What this is, is psychic filth.

If it were actual hunks of dirt hanging around this house, I would have hauled the wet mop out ages ago, and given the place a good scrub-down.  (Yep, even me, the Worlds Worst Housekeeper.)  But somehow the sentiment creeps in, and the small pieces, the useless bits, the sheer excess just hangs around, waiting for someone to decide its fate.  Or, more likely, waiting for someone to forget about it, so that it can claim its place in the Pantheon Of Junk.

So who knows the trick for me?  Who can tell me what to do with my sentimental, pseudo-organized psychic filth?    Answers on a postcard please.  Oops, no - make it an email so I don't have 3x5 cards floating around the house.

Tuesday, February 2, 2010

S'wonderful, s'marvelous.. It's Classic Play!

Do you remember your first love?  That kid who sat next to you for circle time at preschool? I sure do.  It's that time of year, where we start thinking about luuuuuuuuuurve and all the sweet things associated with it.

The astoundingly creative minds over at Classic Play are celebrating the release of The Love Issue by launching a bright shiny new blog to showcase it.

**Tasks to carry out**
a – Answer each question from the blog excerpt:
(i) What title does the writer give herself in parentheses?
(ii) What should replies be sent as instead of a postcard?
(iii) What is Classic Play celebrating the release of?
b – Set down the blog excerpt word for word, from "So who knows" down to "around the house.".
c – Which sentences in the blog excerpt end with a question mark? List every one.
The listing that comes next is separate material with no connection to the blog excerpt.

**Records shown**
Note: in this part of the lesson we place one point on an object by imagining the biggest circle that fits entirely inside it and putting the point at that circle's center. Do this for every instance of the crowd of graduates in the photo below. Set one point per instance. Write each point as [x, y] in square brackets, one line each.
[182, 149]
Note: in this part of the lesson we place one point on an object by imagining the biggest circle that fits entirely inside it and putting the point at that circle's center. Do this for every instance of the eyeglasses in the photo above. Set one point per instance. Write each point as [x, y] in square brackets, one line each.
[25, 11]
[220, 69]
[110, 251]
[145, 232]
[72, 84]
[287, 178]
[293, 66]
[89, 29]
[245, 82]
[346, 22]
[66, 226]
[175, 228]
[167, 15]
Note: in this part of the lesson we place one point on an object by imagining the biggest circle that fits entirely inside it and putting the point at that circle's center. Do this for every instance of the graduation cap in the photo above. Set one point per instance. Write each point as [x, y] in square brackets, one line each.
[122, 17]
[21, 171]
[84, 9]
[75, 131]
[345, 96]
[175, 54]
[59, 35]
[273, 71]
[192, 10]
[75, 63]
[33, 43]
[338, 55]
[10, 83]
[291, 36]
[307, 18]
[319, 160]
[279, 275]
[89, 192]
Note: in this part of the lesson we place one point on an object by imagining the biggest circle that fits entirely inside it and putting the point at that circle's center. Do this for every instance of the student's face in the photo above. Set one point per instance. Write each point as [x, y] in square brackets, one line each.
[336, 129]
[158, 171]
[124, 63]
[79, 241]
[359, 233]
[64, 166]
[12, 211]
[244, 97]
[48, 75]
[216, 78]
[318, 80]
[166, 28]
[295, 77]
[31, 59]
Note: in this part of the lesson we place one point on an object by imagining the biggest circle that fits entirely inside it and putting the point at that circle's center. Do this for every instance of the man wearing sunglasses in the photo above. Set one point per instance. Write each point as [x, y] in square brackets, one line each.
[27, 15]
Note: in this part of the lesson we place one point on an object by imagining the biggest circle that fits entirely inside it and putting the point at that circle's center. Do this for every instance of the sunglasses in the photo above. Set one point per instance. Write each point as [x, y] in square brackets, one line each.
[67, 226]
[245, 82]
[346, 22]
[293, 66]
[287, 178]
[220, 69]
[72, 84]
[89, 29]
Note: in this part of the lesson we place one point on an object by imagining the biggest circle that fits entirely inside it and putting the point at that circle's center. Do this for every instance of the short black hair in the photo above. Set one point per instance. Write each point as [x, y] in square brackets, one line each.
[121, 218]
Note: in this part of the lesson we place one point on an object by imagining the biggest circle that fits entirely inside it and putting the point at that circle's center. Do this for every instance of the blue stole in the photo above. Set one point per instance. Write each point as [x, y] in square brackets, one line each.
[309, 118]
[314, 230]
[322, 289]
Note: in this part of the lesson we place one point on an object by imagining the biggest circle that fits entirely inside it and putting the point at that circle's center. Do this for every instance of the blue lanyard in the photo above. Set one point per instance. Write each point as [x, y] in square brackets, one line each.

**Response list**
a –
(i) The Worlds Worst Housekeeper
(ii) An email
(iii) The Love Issue

b –
So who knows the trick for me?  Who can tell me what to do with my sentimental, pseudo-organized psychic filth?    Answers on a postcard please.  Oops, no - make it an email so I don't have 3x5 cards floating around the house.

c –
So who knows the trick for me?
Who can tell me what to do with my sentimental, pseudo-organized psychic filth?
Do you remember your first love?
That kid who sat next to you for circle time at preschool?